**Stated problem**:
Extract, exactly as written, all lines of the material below from the line that includes "If you could mark the person" through its last line.
====== Task input
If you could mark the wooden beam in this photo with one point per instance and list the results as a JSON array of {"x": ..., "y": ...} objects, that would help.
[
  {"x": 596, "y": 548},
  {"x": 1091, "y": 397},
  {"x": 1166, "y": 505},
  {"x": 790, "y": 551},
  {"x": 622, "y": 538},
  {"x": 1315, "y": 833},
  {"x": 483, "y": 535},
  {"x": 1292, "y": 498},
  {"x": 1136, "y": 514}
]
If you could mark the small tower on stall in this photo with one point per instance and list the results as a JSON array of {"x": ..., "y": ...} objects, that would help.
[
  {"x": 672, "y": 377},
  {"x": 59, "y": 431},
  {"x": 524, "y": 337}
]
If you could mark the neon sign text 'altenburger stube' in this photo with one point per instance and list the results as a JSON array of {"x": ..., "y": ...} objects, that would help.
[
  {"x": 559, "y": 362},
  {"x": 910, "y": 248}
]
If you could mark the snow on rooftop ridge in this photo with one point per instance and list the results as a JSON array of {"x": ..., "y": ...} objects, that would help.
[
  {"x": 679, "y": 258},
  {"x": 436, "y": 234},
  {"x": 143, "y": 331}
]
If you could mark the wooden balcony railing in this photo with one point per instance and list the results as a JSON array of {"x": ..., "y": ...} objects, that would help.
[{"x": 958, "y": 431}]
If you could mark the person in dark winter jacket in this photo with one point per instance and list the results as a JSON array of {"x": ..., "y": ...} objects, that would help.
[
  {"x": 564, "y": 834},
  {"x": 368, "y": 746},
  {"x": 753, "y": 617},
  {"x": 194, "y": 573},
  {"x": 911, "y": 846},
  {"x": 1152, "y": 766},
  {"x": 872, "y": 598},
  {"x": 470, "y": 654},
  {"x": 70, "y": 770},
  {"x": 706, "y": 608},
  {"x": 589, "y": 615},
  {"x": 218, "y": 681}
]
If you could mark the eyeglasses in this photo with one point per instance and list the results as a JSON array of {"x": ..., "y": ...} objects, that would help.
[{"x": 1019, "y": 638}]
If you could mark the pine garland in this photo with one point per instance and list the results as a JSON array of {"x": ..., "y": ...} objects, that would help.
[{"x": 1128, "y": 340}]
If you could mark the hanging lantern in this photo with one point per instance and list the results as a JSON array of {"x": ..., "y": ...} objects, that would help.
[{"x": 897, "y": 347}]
============
**Task output**:
If you could mark the person in dark winter jacket in this photo with one point per instance and list the results as a JSON array of {"x": ..., "y": ...} objects, that would help.
[
  {"x": 564, "y": 834},
  {"x": 368, "y": 746},
  {"x": 753, "y": 617},
  {"x": 194, "y": 573},
  {"x": 911, "y": 846},
  {"x": 1152, "y": 766},
  {"x": 872, "y": 598},
  {"x": 470, "y": 654},
  {"x": 70, "y": 770},
  {"x": 706, "y": 608},
  {"x": 589, "y": 615},
  {"x": 218, "y": 681}
]
If you could mark the eyeglasses in this photo with one point per instance and list the results as a JSON array of {"x": ..., "y": ...} objects, that would help.
[{"x": 1019, "y": 638}]
If you could mark the pine garland in this photo with one point per instance and list the results as a JSON array of {"x": ..., "y": ...} objects, that would help.
[{"x": 1128, "y": 340}]
If you could mark the hanging lantern in this photo with one point per instance and list the results as a JSON array of {"x": ..., "y": ...} objects, that would help.
[{"x": 897, "y": 347}]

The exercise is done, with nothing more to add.